## Task objective
Reproduce, character for character, the stretch of rows below from the line containing "trace: white patch on fur" through the last row.

──────── Dataset records ────────

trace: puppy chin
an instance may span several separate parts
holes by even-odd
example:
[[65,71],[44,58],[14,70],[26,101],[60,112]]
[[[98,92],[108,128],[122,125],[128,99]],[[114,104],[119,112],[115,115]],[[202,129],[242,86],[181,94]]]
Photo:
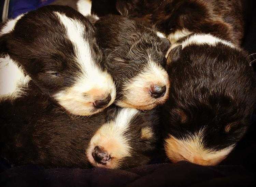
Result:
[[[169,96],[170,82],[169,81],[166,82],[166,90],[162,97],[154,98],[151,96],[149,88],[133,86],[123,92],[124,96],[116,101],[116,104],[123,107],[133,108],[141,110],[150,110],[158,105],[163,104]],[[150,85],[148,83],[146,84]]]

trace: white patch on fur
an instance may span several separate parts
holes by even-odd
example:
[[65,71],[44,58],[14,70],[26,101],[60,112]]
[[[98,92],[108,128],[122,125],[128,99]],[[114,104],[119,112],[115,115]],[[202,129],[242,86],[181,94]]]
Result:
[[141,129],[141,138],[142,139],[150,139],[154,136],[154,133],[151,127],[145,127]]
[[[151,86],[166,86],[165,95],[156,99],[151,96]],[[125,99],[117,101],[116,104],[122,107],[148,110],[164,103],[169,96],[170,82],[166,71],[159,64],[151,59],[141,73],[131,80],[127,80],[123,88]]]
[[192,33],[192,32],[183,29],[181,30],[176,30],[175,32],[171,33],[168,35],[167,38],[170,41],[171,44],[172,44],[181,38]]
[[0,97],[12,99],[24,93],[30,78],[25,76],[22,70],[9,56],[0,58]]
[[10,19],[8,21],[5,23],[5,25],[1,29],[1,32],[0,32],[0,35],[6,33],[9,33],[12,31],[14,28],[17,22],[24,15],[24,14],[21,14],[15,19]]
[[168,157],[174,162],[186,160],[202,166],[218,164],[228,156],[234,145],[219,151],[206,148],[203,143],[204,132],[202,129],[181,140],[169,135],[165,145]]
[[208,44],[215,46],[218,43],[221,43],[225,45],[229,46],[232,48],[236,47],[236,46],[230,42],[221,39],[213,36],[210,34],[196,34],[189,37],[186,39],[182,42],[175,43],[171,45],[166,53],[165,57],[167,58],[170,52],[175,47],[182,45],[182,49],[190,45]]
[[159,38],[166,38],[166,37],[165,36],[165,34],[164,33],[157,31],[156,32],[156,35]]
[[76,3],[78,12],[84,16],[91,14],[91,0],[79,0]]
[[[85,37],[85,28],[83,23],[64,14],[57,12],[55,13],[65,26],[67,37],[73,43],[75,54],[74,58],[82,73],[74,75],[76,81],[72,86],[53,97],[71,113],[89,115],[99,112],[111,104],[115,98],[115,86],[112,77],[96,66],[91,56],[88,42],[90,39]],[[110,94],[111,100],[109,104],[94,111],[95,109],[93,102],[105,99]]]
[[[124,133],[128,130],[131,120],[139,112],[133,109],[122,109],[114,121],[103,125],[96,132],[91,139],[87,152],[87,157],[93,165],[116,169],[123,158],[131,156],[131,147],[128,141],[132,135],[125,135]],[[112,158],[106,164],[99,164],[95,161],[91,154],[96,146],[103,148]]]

────────

## Solution for this task
trace: white patch on fur
an instance may span several separate parts
holes by even-odd
example:
[[65,71],[44,58],[14,70],[26,101],[60,112]]
[[[98,92],[108,128],[122,125],[128,99]],[[114,104],[119,112],[115,115]],[[202,129],[242,86],[181,94]]]
Result:
[[141,129],[141,138],[142,139],[150,139],[154,136],[154,133],[151,127],[145,127]]
[[[151,86],[166,86],[165,95],[156,99],[151,96]],[[125,99],[117,101],[116,104],[122,107],[148,110],[164,103],[169,96],[170,82],[166,71],[159,64],[151,59],[141,73],[131,80],[127,80],[123,88]]]
[[192,33],[192,32],[183,29],[181,30],[176,30],[175,32],[171,33],[168,35],[167,38],[170,41],[171,44],[172,44],[181,38]]
[[0,97],[12,99],[24,93],[30,78],[25,76],[22,70],[9,56],[0,58]]
[[10,19],[8,21],[5,23],[5,25],[1,29],[1,32],[0,32],[0,35],[6,33],[9,33],[12,31],[14,28],[17,22],[24,15],[24,14],[21,14],[15,19]]
[[168,157],[174,162],[186,160],[202,166],[218,164],[228,156],[234,145],[219,151],[206,148],[203,143],[204,132],[202,129],[181,140],[169,135],[165,145]]
[[208,44],[215,46],[218,43],[221,43],[225,45],[229,46],[232,48],[236,47],[236,46],[230,42],[221,39],[213,36],[210,34],[196,34],[189,37],[186,39],[182,42],[175,43],[171,45],[166,53],[165,57],[167,58],[170,52],[175,47],[182,45],[182,49],[190,45]]
[[159,38],[166,38],[166,37],[165,36],[165,34],[164,33],[157,31],[156,32],[156,35]]
[[76,3],[78,12],[84,16],[91,14],[91,0],[79,0]]
[[[85,37],[85,28],[83,23],[64,14],[57,12],[55,13],[65,26],[67,37],[73,43],[75,54],[74,58],[82,73],[74,75],[76,81],[72,86],[53,97],[71,113],[89,115],[99,112],[111,104],[115,98],[115,86],[112,77],[96,66],[91,56],[88,42],[90,39]],[[110,94],[111,100],[109,104],[94,111],[95,109],[93,102],[105,99]]]
[[[124,133],[128,130],[131,120],[139,112],[133,109],[122,109],[114,121],[103,125],[96,132],[91,139],[87,152],[87,157],[93,165],[116,169],[123,158],[131,156],[131,147],[128,141],[132,135],[125,135]],[[112,158],[106,164],[99,164],[95,161],[91,154],[96,146],[103,148]]]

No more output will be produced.